TASK INSTRUCTIONS:
- 1) According to the HEAL internship program information, which organization runs the Roatan Volunteer Pediatric Clinic?
- 2) Summarize the HEAL internship program information in two sentences.
- 3) Carry on with the HEAL internship program description, starting after its final sentence.

TEXT PROVIDED:
▬▬▬▬▬▬▬▬▬▬

Program Information

Through one-month to three-month internships, HEAL Interns learn about pediatric medicine and public health first-hand by working alongside American and Honduran doctors, residents, medical students, nurses, and other health care workers on the island of Roatan, Honduras.

Weekday mornings are dedicated to working in the Roatan Volunteer Pediatric Clinic (RVPC), an outpatient clinic located in the Roatan Public Hospital and run by Global Healing. The student intern serves as Clinic Coordinator, locating resources (i.e. meds, specialty referrals, etc.) for patients, helping them through the logistics of utilizing these resources (i.e. locating funding for trips to the mainland for follow-up care), and notifying the volunteer physicians in the clinic about existing resources. Interns work with long-term patients individually, coordinating care among many health care providers and locating resources where there may not seem to be many. Students may also administer a public health survey created by our undergraduate and medical volunteers to provide the clinic with more comprehensive information about the characteristics and needs of the patient population.

▬▬▬▬▬▬▬▬▬▬

DATA RECORDS:

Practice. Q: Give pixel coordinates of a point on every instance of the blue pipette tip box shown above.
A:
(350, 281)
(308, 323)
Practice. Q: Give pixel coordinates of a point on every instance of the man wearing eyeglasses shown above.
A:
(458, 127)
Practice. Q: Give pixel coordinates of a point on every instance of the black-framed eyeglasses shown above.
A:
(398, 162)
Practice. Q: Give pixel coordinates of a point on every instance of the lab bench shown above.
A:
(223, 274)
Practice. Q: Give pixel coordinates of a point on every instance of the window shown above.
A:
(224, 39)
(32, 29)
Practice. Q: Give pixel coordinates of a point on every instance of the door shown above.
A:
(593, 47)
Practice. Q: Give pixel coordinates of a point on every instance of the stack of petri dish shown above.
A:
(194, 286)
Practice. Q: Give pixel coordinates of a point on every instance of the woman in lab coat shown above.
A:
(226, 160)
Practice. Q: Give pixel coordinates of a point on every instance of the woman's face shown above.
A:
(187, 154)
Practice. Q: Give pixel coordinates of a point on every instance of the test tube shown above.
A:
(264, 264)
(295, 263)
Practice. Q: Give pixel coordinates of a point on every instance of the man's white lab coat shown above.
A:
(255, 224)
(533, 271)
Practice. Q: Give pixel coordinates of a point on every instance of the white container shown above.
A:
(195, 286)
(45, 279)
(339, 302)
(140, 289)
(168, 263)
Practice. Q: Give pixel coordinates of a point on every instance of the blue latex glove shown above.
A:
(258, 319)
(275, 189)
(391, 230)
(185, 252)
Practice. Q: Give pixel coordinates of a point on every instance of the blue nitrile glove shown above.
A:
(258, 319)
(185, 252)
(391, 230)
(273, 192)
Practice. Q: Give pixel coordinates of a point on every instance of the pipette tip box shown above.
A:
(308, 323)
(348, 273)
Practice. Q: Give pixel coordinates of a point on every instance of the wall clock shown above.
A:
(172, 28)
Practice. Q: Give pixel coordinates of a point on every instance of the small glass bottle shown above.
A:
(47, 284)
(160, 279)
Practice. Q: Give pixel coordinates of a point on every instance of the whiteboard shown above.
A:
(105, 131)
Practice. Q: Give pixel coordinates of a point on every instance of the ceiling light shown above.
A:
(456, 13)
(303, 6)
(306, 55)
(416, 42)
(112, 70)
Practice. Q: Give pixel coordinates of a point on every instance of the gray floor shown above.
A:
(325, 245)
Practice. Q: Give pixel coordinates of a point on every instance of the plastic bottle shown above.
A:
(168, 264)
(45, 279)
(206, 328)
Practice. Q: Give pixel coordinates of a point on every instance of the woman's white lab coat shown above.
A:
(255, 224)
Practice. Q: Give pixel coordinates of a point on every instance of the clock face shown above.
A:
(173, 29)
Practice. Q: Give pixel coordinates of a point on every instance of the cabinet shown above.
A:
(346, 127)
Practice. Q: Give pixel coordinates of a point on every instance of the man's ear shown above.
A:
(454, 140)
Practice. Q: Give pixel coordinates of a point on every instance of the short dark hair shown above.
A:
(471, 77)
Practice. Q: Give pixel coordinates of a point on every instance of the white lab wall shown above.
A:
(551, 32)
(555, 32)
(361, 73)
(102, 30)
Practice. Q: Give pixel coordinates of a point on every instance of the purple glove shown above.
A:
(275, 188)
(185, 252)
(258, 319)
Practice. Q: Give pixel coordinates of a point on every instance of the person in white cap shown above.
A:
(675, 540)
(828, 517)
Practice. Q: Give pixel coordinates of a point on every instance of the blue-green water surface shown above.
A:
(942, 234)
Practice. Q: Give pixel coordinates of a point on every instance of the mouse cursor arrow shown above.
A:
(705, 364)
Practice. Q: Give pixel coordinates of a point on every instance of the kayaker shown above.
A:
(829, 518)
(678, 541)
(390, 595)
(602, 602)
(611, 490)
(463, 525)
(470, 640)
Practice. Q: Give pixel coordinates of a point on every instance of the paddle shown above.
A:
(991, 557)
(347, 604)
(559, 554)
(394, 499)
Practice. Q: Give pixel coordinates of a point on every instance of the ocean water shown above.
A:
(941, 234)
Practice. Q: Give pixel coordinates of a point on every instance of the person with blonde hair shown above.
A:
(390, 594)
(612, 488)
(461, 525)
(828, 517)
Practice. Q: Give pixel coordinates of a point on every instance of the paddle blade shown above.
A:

▬▬▬▬▬▬▬▬▬▬

YOUR WRITTEN ANSWERS:
- 1) Global Healing

- 2) HEAL internships last one to three months and let interns learn pediatric medicine and public health by working alongside American and Honduran health care workers on Roatan, Honduras. Weekday mornings are spent at the Roatan Volunteer Pediatric Clinic, where the intern serves as Clinic Coordinator, locating resources for patients and helping them use those resources, and may also administer a public health survey.

- 3)
Working alongside volunteer physicians from the United States in this unique clinical setting will provide students with the unique opportunity to learn from the physicians' struggle to hone the skills they learned at home to the resources at hand.

After mornings in the clinic, HEAL Interns schedule their afternoons to work with Global Healing staff and local community health workers on projects that address local needs at the time of the internship. Opportunities include: interning in a local HIV outreach clinic, volunteering in private family medicine clinics run by Honduran physicians and missionaries, working with local public health groups to train community health volunteers, and carrying out other individual public health projects or research.